#### Data extract ####

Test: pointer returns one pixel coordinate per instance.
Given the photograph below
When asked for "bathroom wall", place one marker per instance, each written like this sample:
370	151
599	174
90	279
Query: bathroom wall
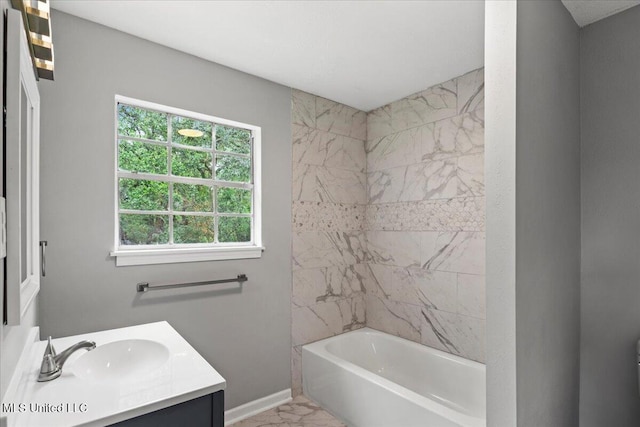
329	197
610	292
425	217
12	338
244	333
547	222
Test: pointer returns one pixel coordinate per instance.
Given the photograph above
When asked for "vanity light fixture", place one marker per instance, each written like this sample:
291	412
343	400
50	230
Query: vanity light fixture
191	133
37	22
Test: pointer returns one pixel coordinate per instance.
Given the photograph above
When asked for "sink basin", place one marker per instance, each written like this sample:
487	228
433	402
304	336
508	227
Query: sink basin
121	360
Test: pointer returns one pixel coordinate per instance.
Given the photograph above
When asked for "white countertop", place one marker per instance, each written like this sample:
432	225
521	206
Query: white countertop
72	401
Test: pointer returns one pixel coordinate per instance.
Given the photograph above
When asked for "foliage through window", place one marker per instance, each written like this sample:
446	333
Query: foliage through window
183	179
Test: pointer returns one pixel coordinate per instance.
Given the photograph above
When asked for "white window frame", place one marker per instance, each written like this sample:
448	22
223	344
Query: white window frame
174	253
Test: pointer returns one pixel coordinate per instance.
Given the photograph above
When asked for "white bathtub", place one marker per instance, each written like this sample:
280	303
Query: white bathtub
368	379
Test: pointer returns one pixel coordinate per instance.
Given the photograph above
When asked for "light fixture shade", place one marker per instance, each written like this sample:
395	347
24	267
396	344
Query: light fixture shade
191	133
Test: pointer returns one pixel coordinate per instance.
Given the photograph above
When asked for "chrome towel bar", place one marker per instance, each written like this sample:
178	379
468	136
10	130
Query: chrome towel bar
144	286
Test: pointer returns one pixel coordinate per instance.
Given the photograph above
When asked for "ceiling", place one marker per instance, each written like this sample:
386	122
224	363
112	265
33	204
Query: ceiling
361	53
587	12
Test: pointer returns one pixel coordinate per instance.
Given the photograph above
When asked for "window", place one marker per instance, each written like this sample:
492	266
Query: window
187	186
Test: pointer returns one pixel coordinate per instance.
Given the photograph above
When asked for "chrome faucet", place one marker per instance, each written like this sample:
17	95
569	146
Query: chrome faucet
52	363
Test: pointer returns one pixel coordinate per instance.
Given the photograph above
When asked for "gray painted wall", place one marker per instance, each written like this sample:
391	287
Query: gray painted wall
610	91
244	335
547	215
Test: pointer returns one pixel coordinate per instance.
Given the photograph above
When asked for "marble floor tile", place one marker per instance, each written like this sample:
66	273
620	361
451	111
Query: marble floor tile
300	412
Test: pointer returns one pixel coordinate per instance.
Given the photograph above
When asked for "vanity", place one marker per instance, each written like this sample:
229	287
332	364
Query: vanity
145	375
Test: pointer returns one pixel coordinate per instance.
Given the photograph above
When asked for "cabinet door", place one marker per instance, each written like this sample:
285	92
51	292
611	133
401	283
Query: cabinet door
22	172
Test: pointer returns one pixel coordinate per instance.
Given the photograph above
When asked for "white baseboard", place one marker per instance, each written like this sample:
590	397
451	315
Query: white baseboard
250	409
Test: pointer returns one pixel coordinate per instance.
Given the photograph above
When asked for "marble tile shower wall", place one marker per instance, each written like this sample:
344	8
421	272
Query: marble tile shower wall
329	204
425	217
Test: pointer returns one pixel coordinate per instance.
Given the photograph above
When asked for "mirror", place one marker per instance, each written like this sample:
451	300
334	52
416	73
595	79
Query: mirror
22	174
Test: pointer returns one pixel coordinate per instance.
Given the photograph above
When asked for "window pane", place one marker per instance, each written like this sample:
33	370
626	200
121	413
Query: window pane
234	200
144	229
233	139
232	168
194	164
193	229
135	156
188	126
234	229
144	195
141	123
192	198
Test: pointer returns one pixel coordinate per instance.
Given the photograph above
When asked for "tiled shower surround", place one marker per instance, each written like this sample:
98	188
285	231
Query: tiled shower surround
388	219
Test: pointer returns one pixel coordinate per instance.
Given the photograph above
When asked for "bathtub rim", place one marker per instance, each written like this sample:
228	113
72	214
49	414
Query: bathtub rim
318	349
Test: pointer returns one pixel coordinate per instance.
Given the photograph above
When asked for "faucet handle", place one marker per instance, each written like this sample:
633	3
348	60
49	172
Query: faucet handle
50	349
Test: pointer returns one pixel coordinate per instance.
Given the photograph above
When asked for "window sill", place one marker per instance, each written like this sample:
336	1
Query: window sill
169	256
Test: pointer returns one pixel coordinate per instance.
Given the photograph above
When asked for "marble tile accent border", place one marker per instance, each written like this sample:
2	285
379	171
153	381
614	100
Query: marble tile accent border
459	214
322	216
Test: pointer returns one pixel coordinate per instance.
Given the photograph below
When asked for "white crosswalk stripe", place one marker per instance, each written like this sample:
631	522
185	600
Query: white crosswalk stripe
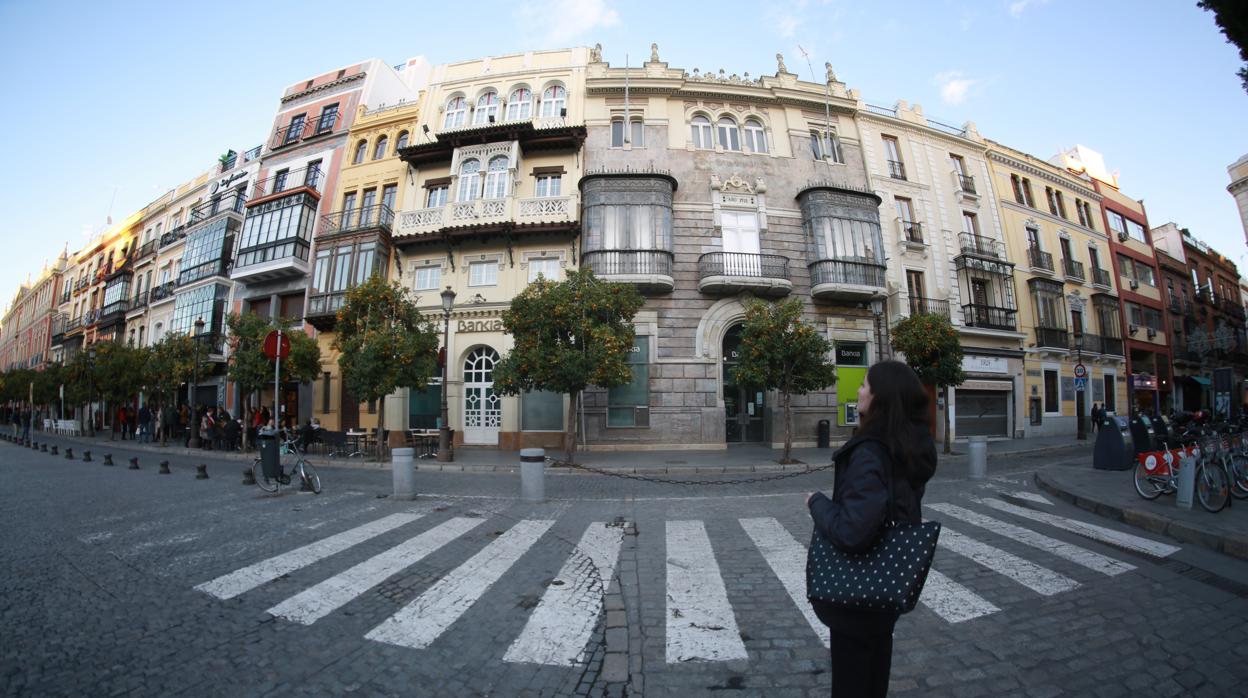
699	617
1085	557
788	561
1083	528
1030	575
317	602
951	601
422	621
559	627
247	578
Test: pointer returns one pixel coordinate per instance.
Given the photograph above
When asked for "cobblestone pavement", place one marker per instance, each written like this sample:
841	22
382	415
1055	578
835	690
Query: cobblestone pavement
131	582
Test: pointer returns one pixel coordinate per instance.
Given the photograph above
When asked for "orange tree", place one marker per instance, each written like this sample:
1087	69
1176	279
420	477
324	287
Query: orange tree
781	352
568	336
386	342
934	350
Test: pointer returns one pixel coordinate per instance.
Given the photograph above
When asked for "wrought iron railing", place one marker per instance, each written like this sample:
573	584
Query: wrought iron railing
607	262
989	317
743	264
848	272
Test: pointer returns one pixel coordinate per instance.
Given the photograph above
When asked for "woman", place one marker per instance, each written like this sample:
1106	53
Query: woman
892	441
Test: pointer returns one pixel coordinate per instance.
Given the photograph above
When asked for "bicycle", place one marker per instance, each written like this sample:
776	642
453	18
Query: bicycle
302	467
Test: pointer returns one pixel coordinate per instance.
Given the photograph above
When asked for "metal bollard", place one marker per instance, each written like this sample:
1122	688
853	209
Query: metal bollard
533	475
403	470
1186	483
977	462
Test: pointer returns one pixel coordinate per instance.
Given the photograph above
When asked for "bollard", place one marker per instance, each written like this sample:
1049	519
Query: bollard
1186	483
403	470
977	463
533	475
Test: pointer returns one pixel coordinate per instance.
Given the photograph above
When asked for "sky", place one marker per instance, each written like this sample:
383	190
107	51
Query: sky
112	104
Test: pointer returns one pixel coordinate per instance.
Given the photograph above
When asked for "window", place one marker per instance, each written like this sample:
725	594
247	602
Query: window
487	108
623	401
549	185
483	274
469	180
554	100
755	137
702	134
428	277
497	177
519	104
457	108
729	135
546	267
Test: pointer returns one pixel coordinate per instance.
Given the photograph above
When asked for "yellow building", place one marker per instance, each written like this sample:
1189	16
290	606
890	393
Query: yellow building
1068	312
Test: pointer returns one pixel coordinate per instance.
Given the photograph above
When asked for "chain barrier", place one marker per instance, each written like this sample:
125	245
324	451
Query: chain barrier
672	481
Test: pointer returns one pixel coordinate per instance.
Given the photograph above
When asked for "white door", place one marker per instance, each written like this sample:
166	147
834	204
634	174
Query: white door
740	244
483	408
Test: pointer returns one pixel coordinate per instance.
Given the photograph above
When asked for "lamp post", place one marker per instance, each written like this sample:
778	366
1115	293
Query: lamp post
194	442
1080	427
448	301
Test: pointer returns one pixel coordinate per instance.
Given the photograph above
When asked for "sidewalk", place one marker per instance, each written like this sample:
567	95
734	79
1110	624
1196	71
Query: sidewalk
1111	493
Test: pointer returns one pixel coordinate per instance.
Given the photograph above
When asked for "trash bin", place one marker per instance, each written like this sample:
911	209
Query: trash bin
270	458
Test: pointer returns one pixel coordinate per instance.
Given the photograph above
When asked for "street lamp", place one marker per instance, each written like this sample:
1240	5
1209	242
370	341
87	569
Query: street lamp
194	442
448	301
1081	428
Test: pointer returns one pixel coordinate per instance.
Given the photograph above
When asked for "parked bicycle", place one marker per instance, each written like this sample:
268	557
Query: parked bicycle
301	467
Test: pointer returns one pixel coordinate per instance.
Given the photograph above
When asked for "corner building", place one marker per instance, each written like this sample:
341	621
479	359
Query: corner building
705	190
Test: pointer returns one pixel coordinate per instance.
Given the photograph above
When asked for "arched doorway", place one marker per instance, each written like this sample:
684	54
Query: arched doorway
483	408
743	405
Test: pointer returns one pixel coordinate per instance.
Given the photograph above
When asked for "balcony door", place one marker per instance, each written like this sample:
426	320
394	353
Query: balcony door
740	231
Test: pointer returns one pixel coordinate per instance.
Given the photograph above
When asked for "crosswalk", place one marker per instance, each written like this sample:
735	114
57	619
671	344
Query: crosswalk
699	586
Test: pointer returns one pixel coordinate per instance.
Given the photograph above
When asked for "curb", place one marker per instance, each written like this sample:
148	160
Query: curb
1153	522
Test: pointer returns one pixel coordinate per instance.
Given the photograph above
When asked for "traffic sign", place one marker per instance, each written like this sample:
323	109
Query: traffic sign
272	349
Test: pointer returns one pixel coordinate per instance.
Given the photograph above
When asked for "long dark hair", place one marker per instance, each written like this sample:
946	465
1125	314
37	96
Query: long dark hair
897	413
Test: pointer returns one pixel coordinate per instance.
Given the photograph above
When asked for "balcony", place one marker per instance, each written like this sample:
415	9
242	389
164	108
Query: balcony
1101	277
1073	270
649	270
533	212
846	280
990	317
981	246
733	272
1038	260
1052	337
367	217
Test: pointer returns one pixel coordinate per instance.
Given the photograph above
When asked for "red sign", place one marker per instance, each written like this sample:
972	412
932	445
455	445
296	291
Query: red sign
271	347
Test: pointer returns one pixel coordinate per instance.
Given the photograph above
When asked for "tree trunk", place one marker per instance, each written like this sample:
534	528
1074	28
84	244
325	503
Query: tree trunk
949	446
569	435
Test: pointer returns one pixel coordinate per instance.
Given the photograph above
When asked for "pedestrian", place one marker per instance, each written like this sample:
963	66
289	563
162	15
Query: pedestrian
892	443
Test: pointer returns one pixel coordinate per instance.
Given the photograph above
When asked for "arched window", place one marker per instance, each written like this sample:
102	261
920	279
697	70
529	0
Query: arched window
702	132
487	106
519	104
755	137
554	100
729	135
496	180
457	110
469	180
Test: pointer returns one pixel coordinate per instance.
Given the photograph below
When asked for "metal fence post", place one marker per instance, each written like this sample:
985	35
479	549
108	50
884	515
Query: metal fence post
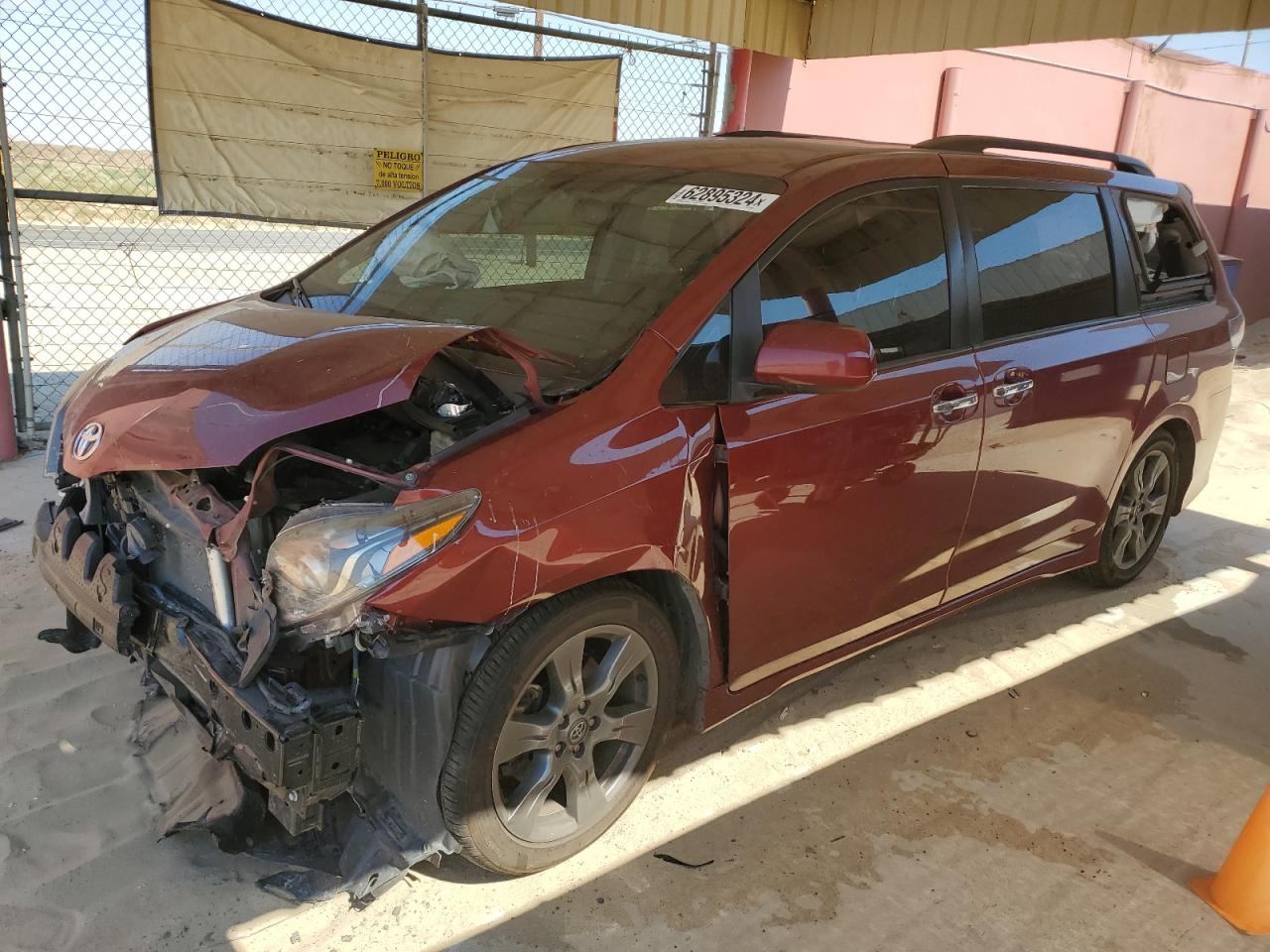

####

Set problem: Count the lines in the listing above that contain the string "dark", treating uppercase and lowercase as different, and give only that number.

Full solution: 2